▶ _Source extract_:
------------------------------------------------
LoopBack

This sample demonstrates data communication using SPI in loopback mode.

SPI1 is configured as the Master, while SPI0 is configured as the Slave. The Master and Slave send data to each other for communication.

The example uses an interrupt for data receive. When the data transfer is completed, the SPI_INT_RXF interrupt is triggered for data reception.

Requirements

The sample supports the following development kits:

Development Kits

Hardware Platforms

Board Name

RTL87x2G HDK

RTL87x2G EVB

For more requirements, please refer to Quick Start.

Wiring

On the EVB, connect P2_4(Master SCK) to P3_0(Slave SCK), P2_5(Master MOSI) to P3_1(Slave MOSI), P2_6(Master MISO) to P3_2(Slave MISO), and P2_7(Master CS) to P3_3(Slave CS).

Building and Downloading

This sample can be found in the SDK folder:

Project file: samples\peripheral\spi\loopback\proj\rtl87x2g\mdk

Project file: samples\peripheral\spi\loopback\proj\rtl87x2g\gcc

To build and run the sample, follow the steps listed below:

  1. Open sample project file.

  2. To build the target, follow the steps listed on the Generating App Image in Quick Start.

  3. After a successful compilation, the app bin app_MP_xxx.bin will be generated in the directory mdk\bin or gcc\bin.

  4. To download app bin into EVB board, follow the steps listed on the MP Tool Download in Quick Start.

  5. Press reset button on EVB board and it will start running.

Experimental Verification

  1. When the EVB starts, observe the following log within the Debug Analyzer.

    Start spi loopback test!

  2. The Slave receives the data from the Master, enters the interrupt, prints the length of the data received by the Slave, and prints the data received by the Slave and the data sent by the Master.

    SPI SLAVE receieves 20 data.
slave_rx_buf[0] = 0x00000001, master_tx_buf[0] = 0x00000001
slave_rx_buf[1] = 0x00000002, master_tx_buf[1] = 0x00000002
...
slave_rx_buf[19] = 0x00000014, master_tx_buf[19] = 0x00000014

  3. The Master receives the information sent by the Slave, enters an interrupt, prints the length of the data received by the Master, and prints the data received by the Master and the data sent by the Slave.

    SPI MASTER receieves 20 data
master_rx_buf[0] = 0x00000010, slave_tx_buf[0] = 0x00000010
master_rx_buf[1] = 0x00000011, slave_tx_buf[1] = 0x00000011
...
------------------------------------------------
▶ _Extracted material_:
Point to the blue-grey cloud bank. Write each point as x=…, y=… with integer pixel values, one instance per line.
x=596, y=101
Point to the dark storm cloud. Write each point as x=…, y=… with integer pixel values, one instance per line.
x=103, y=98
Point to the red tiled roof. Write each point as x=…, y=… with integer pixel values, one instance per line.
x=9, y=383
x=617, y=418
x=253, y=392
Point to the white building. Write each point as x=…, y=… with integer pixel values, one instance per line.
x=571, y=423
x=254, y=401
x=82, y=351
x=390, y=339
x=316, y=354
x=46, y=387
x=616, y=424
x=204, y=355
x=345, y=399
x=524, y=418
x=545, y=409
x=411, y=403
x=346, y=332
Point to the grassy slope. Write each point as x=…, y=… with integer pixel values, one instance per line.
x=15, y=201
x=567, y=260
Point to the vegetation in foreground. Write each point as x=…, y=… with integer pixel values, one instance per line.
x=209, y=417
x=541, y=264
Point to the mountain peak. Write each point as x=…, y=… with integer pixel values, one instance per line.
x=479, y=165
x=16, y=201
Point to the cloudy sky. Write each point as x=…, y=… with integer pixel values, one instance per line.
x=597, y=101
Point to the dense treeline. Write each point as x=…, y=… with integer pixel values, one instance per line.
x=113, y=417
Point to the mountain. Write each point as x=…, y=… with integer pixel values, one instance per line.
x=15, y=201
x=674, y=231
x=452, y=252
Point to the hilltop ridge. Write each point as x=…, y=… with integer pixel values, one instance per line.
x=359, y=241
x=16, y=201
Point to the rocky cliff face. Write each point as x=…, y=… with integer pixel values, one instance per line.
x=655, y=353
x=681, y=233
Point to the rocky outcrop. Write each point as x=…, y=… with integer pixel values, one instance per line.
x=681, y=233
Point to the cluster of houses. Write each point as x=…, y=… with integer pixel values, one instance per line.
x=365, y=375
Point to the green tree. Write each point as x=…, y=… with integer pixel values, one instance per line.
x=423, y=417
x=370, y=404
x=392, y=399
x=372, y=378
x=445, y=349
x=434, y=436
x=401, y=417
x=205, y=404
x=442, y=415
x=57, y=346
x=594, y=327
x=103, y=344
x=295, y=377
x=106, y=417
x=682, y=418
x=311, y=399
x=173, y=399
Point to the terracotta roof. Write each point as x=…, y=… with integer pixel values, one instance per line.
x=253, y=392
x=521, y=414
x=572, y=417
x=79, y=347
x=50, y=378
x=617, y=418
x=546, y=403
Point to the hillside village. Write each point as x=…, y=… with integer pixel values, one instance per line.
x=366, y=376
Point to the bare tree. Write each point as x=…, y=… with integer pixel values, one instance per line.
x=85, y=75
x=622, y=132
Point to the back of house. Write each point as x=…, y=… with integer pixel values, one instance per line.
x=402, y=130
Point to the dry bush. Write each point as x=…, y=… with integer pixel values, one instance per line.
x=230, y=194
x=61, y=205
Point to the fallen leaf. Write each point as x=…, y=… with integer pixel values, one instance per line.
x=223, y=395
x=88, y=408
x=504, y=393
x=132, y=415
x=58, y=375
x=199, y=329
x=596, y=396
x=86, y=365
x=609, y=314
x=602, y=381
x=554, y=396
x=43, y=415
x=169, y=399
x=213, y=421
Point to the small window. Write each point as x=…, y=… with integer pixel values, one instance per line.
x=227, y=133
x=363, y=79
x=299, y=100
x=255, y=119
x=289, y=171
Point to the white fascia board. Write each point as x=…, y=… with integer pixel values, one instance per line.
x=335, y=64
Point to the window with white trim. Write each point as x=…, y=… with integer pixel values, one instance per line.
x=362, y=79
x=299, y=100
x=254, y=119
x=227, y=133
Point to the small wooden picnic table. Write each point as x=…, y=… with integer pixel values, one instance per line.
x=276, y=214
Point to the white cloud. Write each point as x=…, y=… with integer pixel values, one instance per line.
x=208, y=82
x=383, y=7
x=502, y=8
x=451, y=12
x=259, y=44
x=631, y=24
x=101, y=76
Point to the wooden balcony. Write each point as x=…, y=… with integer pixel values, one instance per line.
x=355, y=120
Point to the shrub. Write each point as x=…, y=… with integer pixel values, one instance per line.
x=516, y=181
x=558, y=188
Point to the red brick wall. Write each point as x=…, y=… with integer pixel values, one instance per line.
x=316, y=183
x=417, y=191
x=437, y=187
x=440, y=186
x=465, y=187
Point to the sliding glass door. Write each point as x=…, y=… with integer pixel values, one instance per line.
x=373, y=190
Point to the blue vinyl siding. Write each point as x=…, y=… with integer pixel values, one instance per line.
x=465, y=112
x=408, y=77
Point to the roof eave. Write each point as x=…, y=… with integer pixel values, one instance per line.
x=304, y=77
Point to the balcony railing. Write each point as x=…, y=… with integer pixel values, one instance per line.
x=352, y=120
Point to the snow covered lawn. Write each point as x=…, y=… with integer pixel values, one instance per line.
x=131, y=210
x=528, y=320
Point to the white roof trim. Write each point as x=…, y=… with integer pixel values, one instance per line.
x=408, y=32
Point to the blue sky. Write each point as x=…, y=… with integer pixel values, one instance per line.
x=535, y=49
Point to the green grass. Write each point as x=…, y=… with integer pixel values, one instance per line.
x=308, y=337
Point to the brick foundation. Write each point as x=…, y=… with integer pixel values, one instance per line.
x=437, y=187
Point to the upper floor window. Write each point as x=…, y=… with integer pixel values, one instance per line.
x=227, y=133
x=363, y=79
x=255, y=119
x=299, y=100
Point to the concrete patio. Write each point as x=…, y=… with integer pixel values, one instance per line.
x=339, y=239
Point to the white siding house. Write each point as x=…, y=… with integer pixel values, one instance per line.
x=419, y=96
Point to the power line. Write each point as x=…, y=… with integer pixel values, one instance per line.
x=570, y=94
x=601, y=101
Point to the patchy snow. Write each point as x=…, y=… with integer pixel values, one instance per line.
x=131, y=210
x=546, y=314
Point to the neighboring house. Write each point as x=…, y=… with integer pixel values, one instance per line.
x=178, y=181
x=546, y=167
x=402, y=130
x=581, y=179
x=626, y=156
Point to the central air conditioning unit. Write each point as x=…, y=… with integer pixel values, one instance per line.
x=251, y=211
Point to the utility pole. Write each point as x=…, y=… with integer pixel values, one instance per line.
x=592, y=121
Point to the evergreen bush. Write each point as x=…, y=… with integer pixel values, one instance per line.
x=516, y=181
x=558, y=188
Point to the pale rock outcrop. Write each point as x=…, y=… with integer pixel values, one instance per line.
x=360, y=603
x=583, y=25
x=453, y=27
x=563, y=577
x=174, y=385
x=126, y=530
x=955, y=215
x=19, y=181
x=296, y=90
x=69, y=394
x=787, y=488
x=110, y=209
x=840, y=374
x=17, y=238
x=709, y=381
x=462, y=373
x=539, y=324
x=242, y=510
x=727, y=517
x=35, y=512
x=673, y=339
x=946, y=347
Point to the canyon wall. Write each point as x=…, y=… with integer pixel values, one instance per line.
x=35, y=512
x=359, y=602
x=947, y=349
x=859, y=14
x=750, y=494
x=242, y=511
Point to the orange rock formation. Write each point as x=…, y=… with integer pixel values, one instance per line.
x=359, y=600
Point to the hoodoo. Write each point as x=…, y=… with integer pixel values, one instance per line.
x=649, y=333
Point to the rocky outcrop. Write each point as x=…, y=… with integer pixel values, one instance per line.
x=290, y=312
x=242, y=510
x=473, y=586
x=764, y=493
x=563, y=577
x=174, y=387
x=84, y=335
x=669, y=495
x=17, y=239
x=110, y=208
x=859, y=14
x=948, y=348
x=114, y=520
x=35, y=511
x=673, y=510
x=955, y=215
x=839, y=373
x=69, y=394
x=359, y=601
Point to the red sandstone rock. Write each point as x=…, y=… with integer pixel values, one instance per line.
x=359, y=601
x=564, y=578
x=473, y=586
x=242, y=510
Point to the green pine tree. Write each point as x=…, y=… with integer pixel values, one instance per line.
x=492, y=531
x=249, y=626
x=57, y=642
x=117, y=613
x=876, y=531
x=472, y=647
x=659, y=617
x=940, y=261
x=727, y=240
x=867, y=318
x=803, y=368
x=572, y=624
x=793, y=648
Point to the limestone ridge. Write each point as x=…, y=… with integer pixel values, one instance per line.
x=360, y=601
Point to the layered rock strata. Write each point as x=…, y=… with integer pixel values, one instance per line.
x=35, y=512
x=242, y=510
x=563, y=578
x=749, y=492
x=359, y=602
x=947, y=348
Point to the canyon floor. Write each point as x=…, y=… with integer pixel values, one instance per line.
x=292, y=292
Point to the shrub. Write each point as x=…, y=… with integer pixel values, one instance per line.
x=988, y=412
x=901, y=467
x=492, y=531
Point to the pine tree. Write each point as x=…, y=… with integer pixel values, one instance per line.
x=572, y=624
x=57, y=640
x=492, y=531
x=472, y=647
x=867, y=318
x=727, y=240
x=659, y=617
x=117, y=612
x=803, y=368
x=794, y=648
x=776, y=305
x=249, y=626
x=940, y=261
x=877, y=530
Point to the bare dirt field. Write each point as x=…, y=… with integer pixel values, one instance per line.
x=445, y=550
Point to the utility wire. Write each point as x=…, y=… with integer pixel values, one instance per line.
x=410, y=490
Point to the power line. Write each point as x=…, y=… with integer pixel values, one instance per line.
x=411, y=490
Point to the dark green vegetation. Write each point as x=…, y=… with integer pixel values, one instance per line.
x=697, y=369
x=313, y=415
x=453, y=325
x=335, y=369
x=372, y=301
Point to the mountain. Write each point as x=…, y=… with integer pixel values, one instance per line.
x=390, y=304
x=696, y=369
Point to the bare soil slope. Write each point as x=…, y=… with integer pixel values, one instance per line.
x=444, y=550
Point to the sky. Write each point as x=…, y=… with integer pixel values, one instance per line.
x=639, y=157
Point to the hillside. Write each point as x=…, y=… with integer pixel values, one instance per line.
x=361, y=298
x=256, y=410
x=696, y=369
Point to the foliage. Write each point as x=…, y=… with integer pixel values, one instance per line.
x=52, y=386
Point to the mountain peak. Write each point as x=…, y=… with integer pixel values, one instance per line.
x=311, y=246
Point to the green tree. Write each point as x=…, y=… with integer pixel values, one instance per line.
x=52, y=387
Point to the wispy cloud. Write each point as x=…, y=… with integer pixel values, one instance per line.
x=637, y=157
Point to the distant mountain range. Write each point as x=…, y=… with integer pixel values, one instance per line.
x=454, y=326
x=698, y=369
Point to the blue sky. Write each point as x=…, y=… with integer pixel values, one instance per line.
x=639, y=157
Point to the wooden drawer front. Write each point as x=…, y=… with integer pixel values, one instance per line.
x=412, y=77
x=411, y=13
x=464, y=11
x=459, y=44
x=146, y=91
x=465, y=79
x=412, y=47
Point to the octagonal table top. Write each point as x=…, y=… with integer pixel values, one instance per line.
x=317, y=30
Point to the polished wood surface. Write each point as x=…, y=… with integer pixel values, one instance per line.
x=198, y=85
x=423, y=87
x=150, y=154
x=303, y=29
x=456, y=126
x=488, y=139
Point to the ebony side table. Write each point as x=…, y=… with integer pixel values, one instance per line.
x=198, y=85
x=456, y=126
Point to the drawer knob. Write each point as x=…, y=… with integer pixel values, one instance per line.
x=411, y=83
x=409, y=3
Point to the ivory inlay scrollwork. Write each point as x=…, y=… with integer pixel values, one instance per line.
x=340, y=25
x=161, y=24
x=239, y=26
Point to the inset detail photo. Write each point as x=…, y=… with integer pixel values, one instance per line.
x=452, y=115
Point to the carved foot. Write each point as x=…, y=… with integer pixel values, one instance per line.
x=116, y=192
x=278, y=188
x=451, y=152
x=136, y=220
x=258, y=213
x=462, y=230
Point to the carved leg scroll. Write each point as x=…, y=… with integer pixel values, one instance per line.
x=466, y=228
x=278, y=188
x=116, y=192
------------------------------------------------
▶ _Set of tasks_:
**1.** Summarize the SPI loopback page in two sentences.
**2.** According to the SPI loopback page, which SPI is configured as the Slave?
**3.** Output the part of the SPI loopback page that opens with the words containing "This sample can" and closes with "mdk\bin or gcc\bin.".
Rely solely on the SPI loopback page, not on the entries.

▶ _Answers for this exercise_:
**1.** In this sample, SPI1 acts as Master and SPI0 as Slave, and the two exchange data using the SPI_INT_RXF interrupt for reception, with Master pins P2_4 through P2_7 wired to Slave pins P3_0 through P3_3 on the EVB. After the project is built, downloaded and the board reset, the Debug Analyzer log shows the length of the data each side received and lists that data beside the data the other side sent.

**2.** SPI0 is configured as the Slave.

**3.**
This sample can be found in the SDK folder:

Project file: samples\peripheral\spi\loopback\proj\rtl87x2g\mdk

Project file: samples\peripheral\spi\loopback\proj\rtl87x2g\gcc

To build and run the sample, follow the steps listed below:

  1. Open sample project file.

  2. To build the target, follow the steps listed on the Generating App Image in Quick Start.

  3. After a successful compilation, the app bin app_MP_xxx.bin will be generated in the directory mdk\bin or gcc\bin.